_Exercise directions_. Write out the listing word for word, from its first line through the line that contains "449L1755 461L1748 433ZM1745", including both of those lines.

_Given records_.
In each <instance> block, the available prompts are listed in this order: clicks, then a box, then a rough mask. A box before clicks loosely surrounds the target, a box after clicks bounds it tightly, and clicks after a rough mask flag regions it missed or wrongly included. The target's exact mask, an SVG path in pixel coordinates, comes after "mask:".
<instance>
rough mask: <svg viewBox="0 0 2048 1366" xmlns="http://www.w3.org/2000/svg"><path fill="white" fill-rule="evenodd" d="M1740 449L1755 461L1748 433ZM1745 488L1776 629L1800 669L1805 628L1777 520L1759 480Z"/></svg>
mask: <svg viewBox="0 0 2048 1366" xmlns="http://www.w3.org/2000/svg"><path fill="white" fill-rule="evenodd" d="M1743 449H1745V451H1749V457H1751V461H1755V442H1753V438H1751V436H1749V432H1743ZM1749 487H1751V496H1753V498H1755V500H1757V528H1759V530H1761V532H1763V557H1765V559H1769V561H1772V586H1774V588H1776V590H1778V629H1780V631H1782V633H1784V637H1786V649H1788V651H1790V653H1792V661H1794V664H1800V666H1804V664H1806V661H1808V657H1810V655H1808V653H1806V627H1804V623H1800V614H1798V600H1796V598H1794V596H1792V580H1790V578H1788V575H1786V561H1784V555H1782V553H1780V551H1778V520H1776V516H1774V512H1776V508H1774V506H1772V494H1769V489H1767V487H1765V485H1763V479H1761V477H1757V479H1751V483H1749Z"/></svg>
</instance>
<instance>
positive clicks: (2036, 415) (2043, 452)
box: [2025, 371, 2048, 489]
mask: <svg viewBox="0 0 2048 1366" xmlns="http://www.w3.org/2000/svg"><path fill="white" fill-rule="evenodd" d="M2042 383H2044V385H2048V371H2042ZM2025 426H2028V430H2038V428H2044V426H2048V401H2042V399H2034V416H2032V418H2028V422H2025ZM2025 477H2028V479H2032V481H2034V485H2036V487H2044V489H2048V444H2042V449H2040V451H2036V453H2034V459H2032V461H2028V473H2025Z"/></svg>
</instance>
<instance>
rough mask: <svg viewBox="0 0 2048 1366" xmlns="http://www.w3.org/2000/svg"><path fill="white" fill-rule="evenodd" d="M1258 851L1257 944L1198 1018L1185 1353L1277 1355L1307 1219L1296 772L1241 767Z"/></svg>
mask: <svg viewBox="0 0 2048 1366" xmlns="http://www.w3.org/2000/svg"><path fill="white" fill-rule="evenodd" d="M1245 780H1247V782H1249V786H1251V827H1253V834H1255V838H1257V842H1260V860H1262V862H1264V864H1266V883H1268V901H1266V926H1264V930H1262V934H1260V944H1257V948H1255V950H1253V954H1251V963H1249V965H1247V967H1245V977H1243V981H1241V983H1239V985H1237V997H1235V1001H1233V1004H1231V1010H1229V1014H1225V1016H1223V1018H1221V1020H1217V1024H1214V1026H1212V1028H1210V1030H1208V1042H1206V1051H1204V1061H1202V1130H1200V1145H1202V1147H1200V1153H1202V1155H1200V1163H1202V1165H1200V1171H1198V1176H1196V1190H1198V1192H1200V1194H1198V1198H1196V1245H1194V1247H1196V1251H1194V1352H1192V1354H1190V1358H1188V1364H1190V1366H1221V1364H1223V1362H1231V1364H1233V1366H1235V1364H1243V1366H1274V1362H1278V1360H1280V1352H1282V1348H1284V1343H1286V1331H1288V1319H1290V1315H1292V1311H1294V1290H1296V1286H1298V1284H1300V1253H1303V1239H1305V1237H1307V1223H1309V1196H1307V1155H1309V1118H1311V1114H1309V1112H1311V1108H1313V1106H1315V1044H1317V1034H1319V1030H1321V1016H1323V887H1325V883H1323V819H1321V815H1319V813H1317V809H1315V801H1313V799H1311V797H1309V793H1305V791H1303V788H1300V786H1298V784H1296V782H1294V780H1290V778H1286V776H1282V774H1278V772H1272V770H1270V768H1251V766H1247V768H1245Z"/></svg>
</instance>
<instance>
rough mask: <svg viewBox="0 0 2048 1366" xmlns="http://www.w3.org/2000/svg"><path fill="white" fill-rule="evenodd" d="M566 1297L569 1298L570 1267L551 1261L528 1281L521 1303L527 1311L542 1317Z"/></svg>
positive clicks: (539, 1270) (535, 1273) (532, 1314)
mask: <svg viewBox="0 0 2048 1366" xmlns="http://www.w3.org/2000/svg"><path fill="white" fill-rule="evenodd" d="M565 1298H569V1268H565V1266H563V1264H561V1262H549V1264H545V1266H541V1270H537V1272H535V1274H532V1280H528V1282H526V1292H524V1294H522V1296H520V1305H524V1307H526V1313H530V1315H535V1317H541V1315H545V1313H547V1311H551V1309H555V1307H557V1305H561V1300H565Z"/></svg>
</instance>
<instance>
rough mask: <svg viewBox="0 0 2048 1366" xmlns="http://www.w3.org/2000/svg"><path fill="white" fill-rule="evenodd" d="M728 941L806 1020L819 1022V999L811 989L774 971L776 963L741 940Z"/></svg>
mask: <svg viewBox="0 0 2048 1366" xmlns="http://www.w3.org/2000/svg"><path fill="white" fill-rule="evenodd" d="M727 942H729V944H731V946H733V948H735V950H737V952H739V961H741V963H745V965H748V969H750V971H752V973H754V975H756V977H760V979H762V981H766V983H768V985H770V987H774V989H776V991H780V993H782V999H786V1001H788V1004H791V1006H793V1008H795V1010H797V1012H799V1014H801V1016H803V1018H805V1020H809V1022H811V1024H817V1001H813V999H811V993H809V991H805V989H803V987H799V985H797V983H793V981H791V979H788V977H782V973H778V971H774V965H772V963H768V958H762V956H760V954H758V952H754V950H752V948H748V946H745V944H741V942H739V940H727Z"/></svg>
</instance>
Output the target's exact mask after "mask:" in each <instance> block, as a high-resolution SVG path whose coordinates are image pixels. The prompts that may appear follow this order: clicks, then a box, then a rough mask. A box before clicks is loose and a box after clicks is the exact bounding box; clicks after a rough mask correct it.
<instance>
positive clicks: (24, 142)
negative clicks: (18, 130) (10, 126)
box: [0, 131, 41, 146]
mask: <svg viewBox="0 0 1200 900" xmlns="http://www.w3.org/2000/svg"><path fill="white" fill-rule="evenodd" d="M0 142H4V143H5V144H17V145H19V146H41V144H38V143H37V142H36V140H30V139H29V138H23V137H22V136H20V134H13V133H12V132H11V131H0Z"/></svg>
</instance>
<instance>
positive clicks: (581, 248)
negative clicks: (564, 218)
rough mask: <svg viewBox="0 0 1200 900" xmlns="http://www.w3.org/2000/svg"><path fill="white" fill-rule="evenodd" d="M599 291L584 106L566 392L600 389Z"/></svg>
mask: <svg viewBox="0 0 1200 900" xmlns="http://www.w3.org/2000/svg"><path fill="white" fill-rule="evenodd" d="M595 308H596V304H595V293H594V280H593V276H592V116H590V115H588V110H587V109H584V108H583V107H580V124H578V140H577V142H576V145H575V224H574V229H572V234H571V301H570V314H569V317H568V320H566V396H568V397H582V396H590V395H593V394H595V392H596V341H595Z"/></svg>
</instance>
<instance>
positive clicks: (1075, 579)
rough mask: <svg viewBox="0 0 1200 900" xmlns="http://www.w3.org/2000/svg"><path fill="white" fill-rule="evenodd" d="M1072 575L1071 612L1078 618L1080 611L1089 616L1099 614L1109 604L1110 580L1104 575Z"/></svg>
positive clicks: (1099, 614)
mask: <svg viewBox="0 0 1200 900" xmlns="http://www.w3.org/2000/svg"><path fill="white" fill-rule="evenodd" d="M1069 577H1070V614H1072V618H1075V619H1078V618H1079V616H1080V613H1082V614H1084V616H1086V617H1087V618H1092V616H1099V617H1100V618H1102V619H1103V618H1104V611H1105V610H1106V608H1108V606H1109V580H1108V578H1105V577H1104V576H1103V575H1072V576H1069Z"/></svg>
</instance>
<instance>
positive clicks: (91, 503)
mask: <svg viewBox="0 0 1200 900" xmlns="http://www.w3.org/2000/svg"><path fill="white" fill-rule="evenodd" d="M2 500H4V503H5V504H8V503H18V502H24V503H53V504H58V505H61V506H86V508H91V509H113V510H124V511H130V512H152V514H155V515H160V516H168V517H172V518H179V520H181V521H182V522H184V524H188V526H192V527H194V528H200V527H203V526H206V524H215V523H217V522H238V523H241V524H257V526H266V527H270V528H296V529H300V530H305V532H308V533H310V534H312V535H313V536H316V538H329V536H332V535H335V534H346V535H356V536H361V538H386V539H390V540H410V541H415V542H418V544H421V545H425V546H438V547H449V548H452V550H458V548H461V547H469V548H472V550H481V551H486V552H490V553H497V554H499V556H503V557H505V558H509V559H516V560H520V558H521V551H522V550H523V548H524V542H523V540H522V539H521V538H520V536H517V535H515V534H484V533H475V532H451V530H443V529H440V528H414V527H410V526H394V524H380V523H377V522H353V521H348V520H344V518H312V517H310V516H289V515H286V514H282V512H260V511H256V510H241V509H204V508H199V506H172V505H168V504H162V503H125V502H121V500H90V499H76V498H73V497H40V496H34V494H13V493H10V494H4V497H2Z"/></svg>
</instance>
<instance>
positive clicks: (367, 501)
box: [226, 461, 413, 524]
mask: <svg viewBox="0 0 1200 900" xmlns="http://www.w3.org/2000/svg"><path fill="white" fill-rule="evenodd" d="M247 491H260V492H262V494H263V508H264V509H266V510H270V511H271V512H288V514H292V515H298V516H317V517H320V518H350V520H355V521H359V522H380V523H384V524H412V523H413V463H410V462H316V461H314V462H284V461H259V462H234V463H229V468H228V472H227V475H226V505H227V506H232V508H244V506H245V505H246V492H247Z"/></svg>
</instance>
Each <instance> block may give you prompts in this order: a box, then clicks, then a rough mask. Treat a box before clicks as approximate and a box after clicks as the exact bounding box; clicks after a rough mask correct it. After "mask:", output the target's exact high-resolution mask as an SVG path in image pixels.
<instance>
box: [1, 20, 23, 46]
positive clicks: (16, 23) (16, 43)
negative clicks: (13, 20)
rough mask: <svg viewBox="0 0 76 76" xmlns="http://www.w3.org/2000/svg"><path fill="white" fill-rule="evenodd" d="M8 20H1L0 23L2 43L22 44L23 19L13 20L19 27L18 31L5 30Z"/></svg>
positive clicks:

_Output below_.
In each <instance> block, the available prompts are listed in this order: clicks, then a box, then a rough mask. A box before clicks loosely surrounds the target, a box after clicks bounds it tightly, and clicks after a rough mask flag regions it missed or wrongly included. The target's exact mask, an SVG path in pixel coordinates, comes after "mask:".
<instance>
rough mask: <svg viewBox="0 0 2048 1366" xmlns="http://www.w3.org/2000/svg"><path fill="white" fill-rule="evenodd" d="M1740 449L1755 461L1748 433ZM1745 488L1776 629L1800 669L1805 628L1777 520L1759 480Z"/></svg>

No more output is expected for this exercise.